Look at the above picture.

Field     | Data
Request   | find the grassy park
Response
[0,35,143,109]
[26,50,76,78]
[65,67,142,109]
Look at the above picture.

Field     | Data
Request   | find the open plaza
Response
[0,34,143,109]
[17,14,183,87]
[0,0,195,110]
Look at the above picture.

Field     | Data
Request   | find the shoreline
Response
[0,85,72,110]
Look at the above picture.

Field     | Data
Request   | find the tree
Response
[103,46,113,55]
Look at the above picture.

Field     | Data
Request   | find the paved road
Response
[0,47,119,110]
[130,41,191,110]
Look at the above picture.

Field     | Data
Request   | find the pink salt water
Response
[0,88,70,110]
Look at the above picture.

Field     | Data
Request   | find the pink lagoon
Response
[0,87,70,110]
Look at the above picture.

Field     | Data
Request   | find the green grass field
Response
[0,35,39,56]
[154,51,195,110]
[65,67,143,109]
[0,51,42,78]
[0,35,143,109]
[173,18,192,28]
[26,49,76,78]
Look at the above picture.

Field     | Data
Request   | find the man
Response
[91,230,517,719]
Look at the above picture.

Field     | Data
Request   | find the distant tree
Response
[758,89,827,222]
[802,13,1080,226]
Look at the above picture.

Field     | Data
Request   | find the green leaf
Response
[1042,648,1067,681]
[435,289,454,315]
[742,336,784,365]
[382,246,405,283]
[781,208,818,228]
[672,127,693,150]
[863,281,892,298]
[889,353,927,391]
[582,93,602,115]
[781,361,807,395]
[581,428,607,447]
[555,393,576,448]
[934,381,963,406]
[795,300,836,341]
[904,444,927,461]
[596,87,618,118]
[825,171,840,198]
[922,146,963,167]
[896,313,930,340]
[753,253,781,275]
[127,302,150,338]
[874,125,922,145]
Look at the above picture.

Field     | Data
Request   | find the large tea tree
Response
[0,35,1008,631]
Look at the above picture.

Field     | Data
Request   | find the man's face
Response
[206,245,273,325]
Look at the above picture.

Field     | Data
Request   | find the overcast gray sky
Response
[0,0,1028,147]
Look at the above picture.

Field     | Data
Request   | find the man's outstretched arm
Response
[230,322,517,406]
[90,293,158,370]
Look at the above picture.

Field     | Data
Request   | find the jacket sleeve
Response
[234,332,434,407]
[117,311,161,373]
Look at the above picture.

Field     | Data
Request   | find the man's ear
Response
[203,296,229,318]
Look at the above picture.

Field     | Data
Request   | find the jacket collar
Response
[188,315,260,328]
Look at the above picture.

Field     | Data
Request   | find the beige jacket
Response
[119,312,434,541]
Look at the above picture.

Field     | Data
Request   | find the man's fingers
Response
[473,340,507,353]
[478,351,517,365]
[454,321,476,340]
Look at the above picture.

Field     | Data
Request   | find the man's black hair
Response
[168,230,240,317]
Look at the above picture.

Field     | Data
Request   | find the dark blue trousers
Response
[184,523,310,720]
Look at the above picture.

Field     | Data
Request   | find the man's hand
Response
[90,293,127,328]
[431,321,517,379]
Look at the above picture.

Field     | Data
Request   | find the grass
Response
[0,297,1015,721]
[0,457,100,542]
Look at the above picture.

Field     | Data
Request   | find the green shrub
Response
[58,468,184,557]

| To be done |
Reproduce all of the lines above verbatim, with no changes of any kind.

| Result of the task |
Look at the above picture.

Field     | Data
Request   | find the grassy park
Response
[0,35,143,109]
[26,50,76,78]
[65,67,142,109]
Look at the above picture.

Field     | Data
Request   | find the open plaza
Response
[0,34,143,109]
[17,14,183,87]
[0,0,195,110]
Look at the above picture.

Field     | Data
Request   | find the shoreline
Response
[0,85,72,110]
Look at the above picture.

Field     | Data
Request   | find the tree
Response
[103,46,113,55]
Look at the above picture.

Field     | Data
Request   | find the paved road
Response
[0,47,119,110]
[130,41,191,110]
Look at the above picture.

Field     | Data
Request   | find the pink salt water
Response
[0,88,70,110]
Look at the above picture.

Field     | Data
Request   | find the pink lagoon
Response
[0,87,70,110]
Look at the above picture.

Field     | Data
Request   | find the green grass field
Response
[0,35,39,56]
[154,51,195,110]
[65,67,143,109]
[0,51,42,78]
[0,35,143,109]
[173,18,192,28]
[26,49,76,78]
Look at the above picture.

Field     | Data
Request   | find the man
Response
[91,230,517,719]
Look at the above picture.

Field     | Data
Request   | find the distant tree
Response
[758,89,827,222]
[802,13,1080,226]
Look at the above picture.

Field     | Data
Request   | find the green leaf
Response
[1042,648,1067,681]
[435,289,454,315]
[742,336,784,365]
[382,246,405,283]
[781,208,818,228]
[672,127,693,150]
[863,281,892,298]
[889,353,927,391]
[582,93,602,115]
[781,361,807,395]
[581,428,607,447]
[555,393,576,448]
[934,381,963,406]
[795,300,836,341]
[904,444,927,461]
[596,87,618,118]
[825,171,840,198]
[922,146,963,167]
[896,313,930,340]
[753,253,781,275]
[127,302,150,338]
[874,125,922,145]
Look at the above picture.

Field     | Data
Request   | find the large tea tree
Response
[0,35,1008,631]
Look at the above picture.

Field     | Data
Request   | find the man's face
Response
[206,245,273,325]
Look at the above picture.

Field     | Data
Request   | find the overcast gray sky
Response
[0,0,1028,147]
Look at the above picture.

Field     | Data
Request   | find the man's outstretched arm
Response
[230,322,517,406]
[90,293,158,370]
Look at the above picture.

Field     | Data
Request   | find the jacket sleeve
Response
[234,332,434,407]
[117,311,161,373]
Look at the above picture.

Field     | Data
Request   | find the man's ear
Response
[203,296,229,318]
Look at the above picture.

Field     | Data
Request   | find the jacket collar
Response
[188,315,260,328]
Look at the above picture.

Field     | Data
Request   | find the beige jacket
Response
[119,312,434,541]
Look at the above picture.

Field     | Data
Request   | find the man's fingers
Response
[473,340,507,353]
[478,351,517,365]
[454,321,476,340]
Look at the above picture.

Field     | Data
Request   | find the man's black hair
Response
[168,230,240,317]
Look at the above picture.

Field     | Data
Request   | find the dark blue trousers
Response
[184,523,310,720]
Look at the above picture.

Field     | Data
Request   | find the man's hand
Response
[90,293,127,328]
[431,321,517,379]
Look at the above picture.

Field     | Data
Request   | find the grass
Response
[0,297,1015,721]
[0,457,100,542]
Look at the above picture.

Field     | Data
Request   | find the green shrub
Response
[58,468,184,557]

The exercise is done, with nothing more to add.